==== Input material

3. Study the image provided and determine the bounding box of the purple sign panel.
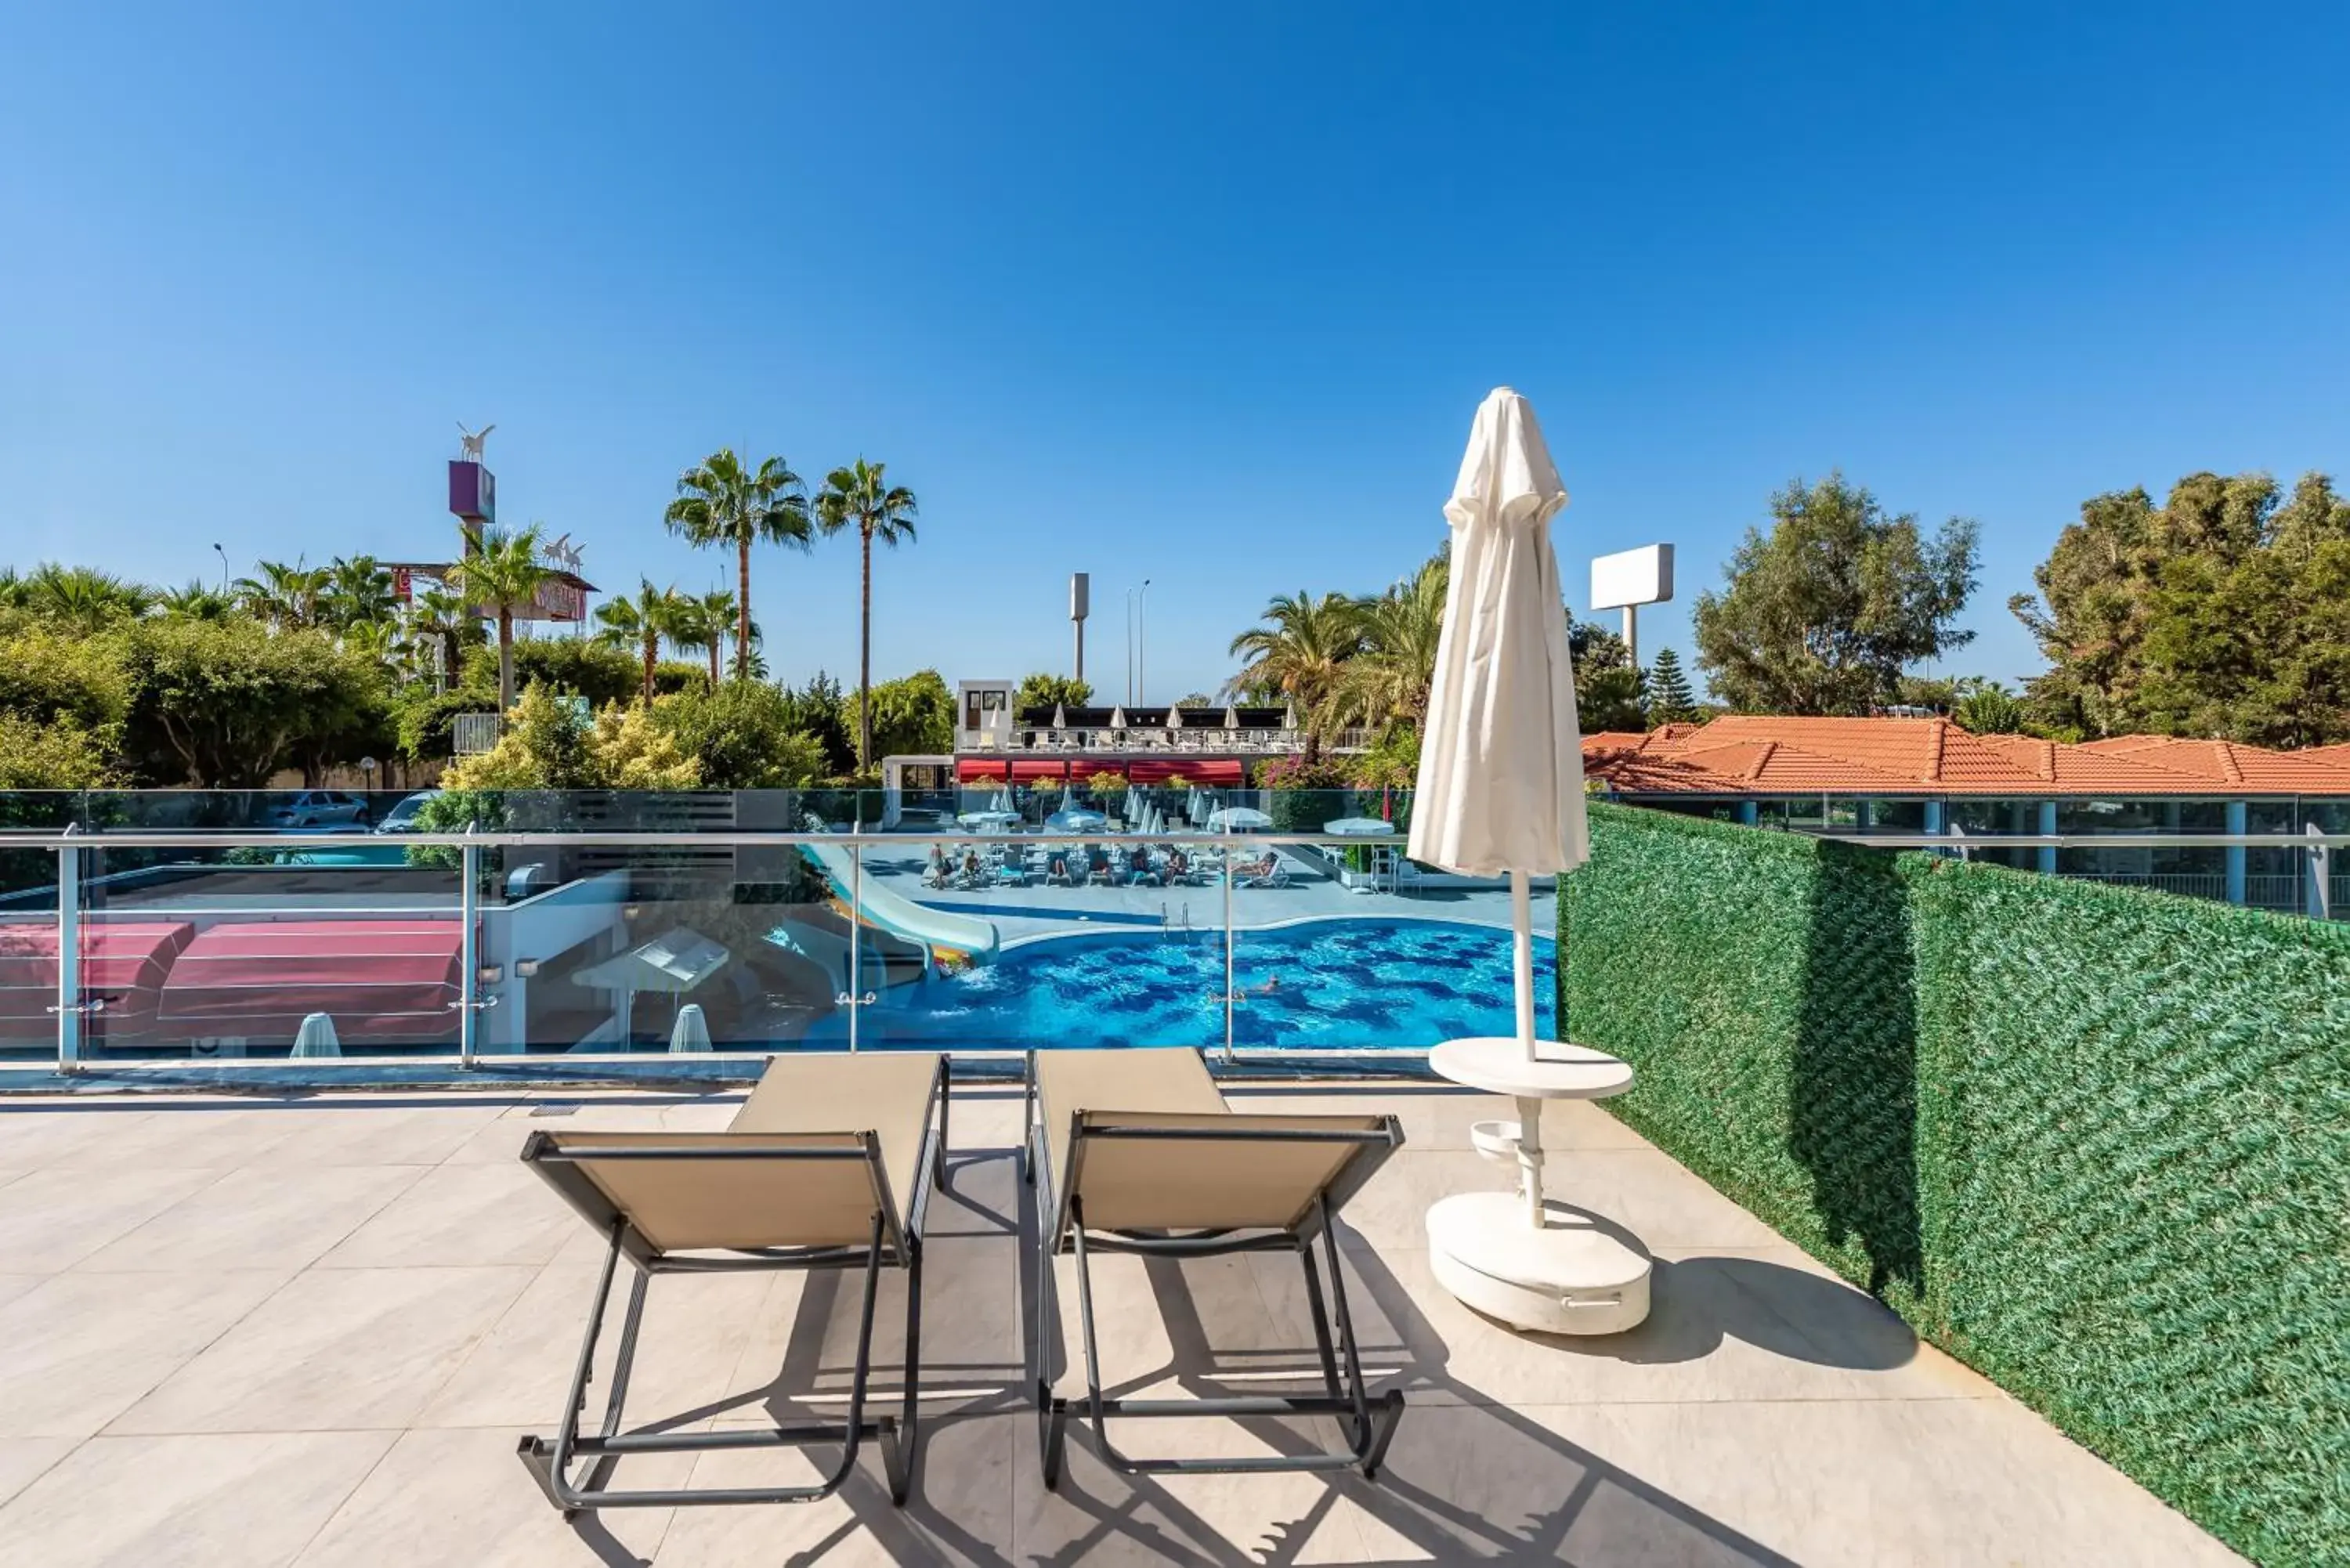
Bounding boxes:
[448,461,497,526]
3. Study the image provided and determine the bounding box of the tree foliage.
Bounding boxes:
[1645,647,1700,725]
[1569,616,1648,734]
[1014,672,1094,713]
[776,671,856,776]
[2012,471,2350,746]
[1694,473,1980,715]
[1953,684,2028,735]
[667,449,811,682]
[440,685,700,790]
[653,681,826,789]
[122,619,390,788]
[815,457,920,770]
[855,669,953,761]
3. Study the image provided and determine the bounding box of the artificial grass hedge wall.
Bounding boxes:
[1559,804,2349,1568]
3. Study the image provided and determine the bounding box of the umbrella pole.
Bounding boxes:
[1510,870,1547,1228]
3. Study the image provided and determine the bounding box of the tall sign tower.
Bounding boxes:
[450,421,497,552]
[1070,572,1090,683]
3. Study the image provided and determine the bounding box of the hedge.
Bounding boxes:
[1560,804,2349,1568]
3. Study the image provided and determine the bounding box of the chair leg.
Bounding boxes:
[883,1236,923,1505]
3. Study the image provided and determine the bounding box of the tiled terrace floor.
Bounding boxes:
[0,1082,2241,1566]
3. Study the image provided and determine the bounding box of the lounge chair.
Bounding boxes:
[1021,1047,1406,1487]
[1045,851,1074,887]
[518,1052,948,1514]
[1235,856,1289,889]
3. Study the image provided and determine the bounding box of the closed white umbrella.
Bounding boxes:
[1221,704,1240,732]
[1050,702,1068,730]
[1107,706,1127,732]
[291,1012,341,1058]
[1166,704,1184,729]
[668,1003,713,1053]
[1409,386,1585,1066]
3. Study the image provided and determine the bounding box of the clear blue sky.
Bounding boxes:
[3,2,2344,703]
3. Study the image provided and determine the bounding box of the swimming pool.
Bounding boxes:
[823,917,1557,1053]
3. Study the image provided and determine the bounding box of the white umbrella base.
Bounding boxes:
[1426,1190,1652,1335]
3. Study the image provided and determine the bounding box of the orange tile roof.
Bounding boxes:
[1579,717,2350,797]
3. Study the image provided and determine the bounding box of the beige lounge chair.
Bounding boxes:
[1023,1046,1405,1486]
[519,1052,947,1514]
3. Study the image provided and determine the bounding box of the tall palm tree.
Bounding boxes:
[664,449,811,681]
[814,458,920,771]
[234,559,331,630]
[407,587,471,688]
[323,555,396,630]
[1224,591,1365,763]
[593,580,689,702]
[669,588,740,686]
[444,524,551,711]
[1329,555,1448,730]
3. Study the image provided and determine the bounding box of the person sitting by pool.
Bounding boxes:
[959,848,984,887]
[1046,848,1072,885]
[923,844,953,888]
[1126,845,1159,886]
[1229,852,1277,881]
[1165,847,1189,883]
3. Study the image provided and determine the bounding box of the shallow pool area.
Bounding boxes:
[826,917,1558,1052]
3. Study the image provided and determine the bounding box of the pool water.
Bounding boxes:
[835,918,1557,1052]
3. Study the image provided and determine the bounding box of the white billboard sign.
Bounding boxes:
[1590,544,1675,612]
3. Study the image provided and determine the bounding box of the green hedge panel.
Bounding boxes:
[1560,803,2350,1568]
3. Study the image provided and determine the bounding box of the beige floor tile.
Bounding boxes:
[652,1414,1015,1565]
[0,1431,395,1568]
[55,1105,306,1166]
[0,1269,291,1437]
[315,1161,573,1270]
[1039,1247,1296,1406]
[77,1165,426,1274]
[1010,1405,1377,1566]
[0,1165,230,1273]
[0,1439,74,1511]
[0,1274,42,1312]
[439,1096,729,1165]
[0,1107,156,1166]
[292,1425,682,1568]
[245,1105,508,1166]
[418,1263,775,1431]
[110,1265,536,1434]
[1340,1146,1785,1253]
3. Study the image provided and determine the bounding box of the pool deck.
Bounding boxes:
[0,1080,2241,1566]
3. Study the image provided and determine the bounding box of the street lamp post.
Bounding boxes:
[1137,577,1152,706]
[212,543,230,592]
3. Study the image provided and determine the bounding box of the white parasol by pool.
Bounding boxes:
[1207,805,1271,832]
[291,1012,342,1058]
[1322,817,1393,836]
[668,1003,713,1053]
[1411,387,1649,1336]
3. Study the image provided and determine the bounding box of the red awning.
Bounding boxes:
[1010,759,1070,782]
[155,919,464,1045]
[956,758,1012,782]
[1126,758,1246,786]
[0,921,194,1038]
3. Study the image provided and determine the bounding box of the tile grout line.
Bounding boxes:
[279,1428,409,1568]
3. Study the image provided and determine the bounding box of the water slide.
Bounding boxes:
[797,840,1001,957]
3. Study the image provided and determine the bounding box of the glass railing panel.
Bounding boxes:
[0,909,60,1066]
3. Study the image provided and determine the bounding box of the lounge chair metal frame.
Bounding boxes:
[517,1058,947,1516]
[1021,1052,1405,1487]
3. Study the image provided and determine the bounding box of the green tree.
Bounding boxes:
[1953,684,2028,734]
[122,619,389,788]
[153,580,240,623]
[593,580,689,703]
[1014,672,1094,714]
[1329,554,1448,731]
[1173,692,1216,710]
[0,710,111,789]
[406,587,474,686]
[322,555,396,630]
[1224,591,1365,762]
[653,681,827,788]
[855,669,953,762]
[671,588,742,687]
[778,671,856,775]
[815,458,920,771]
[1694,473,1979,715]
[665,449,811,682]
[2013,471,2350,746]
[1644,646,1699,725]
[10,564,153,630]
[1570,616,1648,733]
[443,524,551,712]
[233,560,331,631]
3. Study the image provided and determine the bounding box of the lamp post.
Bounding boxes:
[1137,578,1152,706]
[212,543,230,592]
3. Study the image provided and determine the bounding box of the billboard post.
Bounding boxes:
[1589,544,1676,672]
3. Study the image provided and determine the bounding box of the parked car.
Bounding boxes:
[372,789,443,835]
[269,790,367,828]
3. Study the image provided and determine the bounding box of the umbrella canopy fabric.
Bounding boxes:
[1222,705,1240,730]
[1207,806,1272,831]
[1107,706,1128,730]
[1408,387,1585,880]
[1166,705,1184,729]
[291,1012,342,1058]
[1323,817,1392,836]
[1050,702,1068,729]
[1045,807,1108,833]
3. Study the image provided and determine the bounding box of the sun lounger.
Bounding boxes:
[1021,1046,1405,1487]
[1235,856,1289,888]
[518,1052,948,1514]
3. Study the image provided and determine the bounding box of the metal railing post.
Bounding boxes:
[55,829,81,1074]
[459,829,479,1068]
[1222,839,1236,1064]
[848,844,862,1052]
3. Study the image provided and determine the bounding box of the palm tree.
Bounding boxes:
[668,588,739,687]
[815,458,920,771]
[234,560,331,630]
[444,525,551,711]
[153,580,239,621]
[1328,555,1448,731]
[407,587,471,688]
[1224,591,1365,763]
[664,449,811,682]
[19,564,154,629]
[593,580,689,702]
[323,555,396,630]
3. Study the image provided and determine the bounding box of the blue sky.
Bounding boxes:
[3,2,2345,704]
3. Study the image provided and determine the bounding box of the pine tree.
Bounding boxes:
[1645,646,1699,725]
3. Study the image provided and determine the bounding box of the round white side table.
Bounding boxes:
[1425,1036,1653,1335]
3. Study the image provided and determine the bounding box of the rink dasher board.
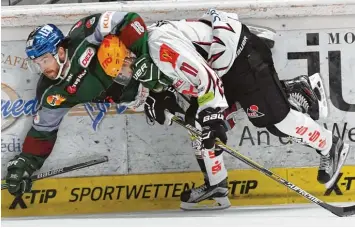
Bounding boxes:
[1,166,354,217]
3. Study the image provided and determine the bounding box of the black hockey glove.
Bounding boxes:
[144,88,184,125]
[198,108,227,149]
[6,153,42,196]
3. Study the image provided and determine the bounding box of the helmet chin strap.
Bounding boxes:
[53,50,69,81]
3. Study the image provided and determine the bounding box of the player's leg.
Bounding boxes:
[179,97,231,210]
[231,33,349,188]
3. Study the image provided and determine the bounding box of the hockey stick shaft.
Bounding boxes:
[1,156,108,190]
[167,113,355,217]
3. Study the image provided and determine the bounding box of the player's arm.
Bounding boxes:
[148,38,229,149]
[5,107,71,196]
[200,9,276,77]
[199,9,243,77]
[85,11,149,56]
[6,83,76,196]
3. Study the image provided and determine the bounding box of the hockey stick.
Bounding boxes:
[1,156,108,190]
[166,112,355,217]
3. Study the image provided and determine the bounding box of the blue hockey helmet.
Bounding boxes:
[25,24,64,60]
[25,24,68,80]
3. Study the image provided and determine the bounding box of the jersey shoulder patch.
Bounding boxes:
[85,16,97,29]
[67,14,100,39]
[119,14,147,48]
[159,43,180,68]
[45,93,67,107]
[41,84,69,109]
[68,19,84,35]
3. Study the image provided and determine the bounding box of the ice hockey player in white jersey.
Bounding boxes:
[135,9,350,210]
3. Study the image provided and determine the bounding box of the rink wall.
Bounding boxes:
[2,166,355,217]
[1,0,355,217]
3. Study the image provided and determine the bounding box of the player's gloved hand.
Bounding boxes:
[5,154,39,196]
[144,87,184,125]
[198,108,227,149]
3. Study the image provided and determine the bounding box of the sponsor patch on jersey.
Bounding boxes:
[119,17,146,48]
[66,73,74,83]
[66,69,88,94]
[79,47,96,68]
[70,20,83,33]
[100,11,114,33]
[46,94,66,106]
[159,44,179,68]
[86,17,96,29]
[173,79,185,89]
[247,105,265,118]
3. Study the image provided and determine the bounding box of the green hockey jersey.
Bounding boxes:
[22,12,150,165]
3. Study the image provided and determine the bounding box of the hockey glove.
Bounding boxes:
[144,88,184,125]
[6,153,42,196]
[198,108,228,149]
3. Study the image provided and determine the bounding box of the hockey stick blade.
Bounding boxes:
[166,113,355,217]
[1,156,108,190]
[323,203,355,217]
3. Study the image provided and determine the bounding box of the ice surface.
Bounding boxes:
[2,203,355,227]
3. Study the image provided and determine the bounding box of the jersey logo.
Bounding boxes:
[100,11,114,33]
[66,69,88,94]
[66,73,74,83]
[79,47,96,68]
[47,94,66,106]
[236,36,248,57]
[70,20,83,33]
[130,21,145,35]
[247,105,265,118]
[119,17,146,48]
[173,79,185,89]
[159,44,179,68]
[86,17,96,29]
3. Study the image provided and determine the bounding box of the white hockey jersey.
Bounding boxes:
[147,9,263,114]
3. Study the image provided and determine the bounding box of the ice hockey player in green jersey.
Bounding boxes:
[5,11,154,196]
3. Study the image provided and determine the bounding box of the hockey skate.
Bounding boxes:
[318,135,350,189]
[180,178,231,211]
[283,73,328,120]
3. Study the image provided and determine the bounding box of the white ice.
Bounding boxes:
[2,203,355,227]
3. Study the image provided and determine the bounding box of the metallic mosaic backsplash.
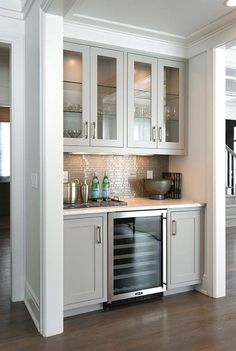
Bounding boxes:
[64,153,169,198]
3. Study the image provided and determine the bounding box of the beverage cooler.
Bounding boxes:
[107,210,167,304]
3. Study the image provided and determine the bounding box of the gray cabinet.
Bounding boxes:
[158,59,185,151]
[63,42,124,149]
[167,209,201,289]
[63,41,187,155]
[127,53,158,148]
[64,215,107,310]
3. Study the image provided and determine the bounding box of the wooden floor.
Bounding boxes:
[1,222,236,350]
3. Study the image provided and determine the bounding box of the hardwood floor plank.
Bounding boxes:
[1,223,236,350]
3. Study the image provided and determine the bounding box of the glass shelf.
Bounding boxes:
[97,112,116,118]
[64,110,82,114]
[64,80,82,85]
[134,115,152,119]
[134,89,151,100]
[166,119,179,123]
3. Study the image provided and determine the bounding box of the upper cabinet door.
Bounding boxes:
[63,42,90,146]
[158,60,185,150]
[128,54,157,149]
[90,48,124,147]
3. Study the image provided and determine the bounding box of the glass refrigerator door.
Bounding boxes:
[113,215,163,295]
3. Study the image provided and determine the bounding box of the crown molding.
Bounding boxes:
[0,7,23,20]
[23,0,34,18]
[64,19,186,58]
[186,9,236,44]
[187,18,236,58]
[41,0,77,16]
[72,14,185,43]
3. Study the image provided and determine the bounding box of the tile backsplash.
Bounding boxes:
[64,153,169,198]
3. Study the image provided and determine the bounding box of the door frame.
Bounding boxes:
[0,22,25,301]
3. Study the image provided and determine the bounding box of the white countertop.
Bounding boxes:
[64,197,205,216]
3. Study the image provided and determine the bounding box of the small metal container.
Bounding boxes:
[81,179,89,204]
[144,179,171,200]
[63,181,79,204]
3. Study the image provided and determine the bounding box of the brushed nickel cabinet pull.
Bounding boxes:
[92,122,96,139]
[172,220,177,236]
[84,121,89,139]
[97,225,102,244]
[159,127,162,142]
[152,126,156,142]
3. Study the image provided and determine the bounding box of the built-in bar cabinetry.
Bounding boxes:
[63,41,186,155]
[64,206,202,316]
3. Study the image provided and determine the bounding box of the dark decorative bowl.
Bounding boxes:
[144,179,171,200]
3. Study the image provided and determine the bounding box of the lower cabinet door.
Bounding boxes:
[64,216,106,306]
[168,210,201,288]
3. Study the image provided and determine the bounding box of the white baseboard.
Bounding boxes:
[24,281,40,332]
[64,303,103,318]
[164,286,195,296]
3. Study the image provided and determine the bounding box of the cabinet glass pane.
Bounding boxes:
[134,62,152,142]
[113,216,162,295]
[164,66,179,143]
[97,56,117,140]
[63,50,83,138]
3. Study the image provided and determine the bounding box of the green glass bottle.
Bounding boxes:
[91,172,100,201]
[102,173,110,200]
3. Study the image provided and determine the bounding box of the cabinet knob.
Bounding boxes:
[172,220,177,235]
[96,225,102,244]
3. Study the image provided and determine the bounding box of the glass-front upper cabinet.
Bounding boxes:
[128,54,157,148]
[63,42,90,146]
[90,48,124,147]
[158,59,185,150]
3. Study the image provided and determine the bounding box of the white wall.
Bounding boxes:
[25,1,63,336]
[169,52,210,294]
[24,0,41,330]
[41,12,63,337]
[170,53,207,202]
[169,48,226,298]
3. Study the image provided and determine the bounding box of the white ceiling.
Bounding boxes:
[65,0,235,38]
[0,0,27,12]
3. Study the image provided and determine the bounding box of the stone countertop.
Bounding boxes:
[63,197,205,216]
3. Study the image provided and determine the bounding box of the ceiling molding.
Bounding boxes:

========

* **Work instruction**
In the entries above, find each line with "palm" and list it.

* **Solution**
3. Study the image provided and determine the bounding box of the tall palm tree.
3. Study the image provided and determine the bounding box of the palm tree.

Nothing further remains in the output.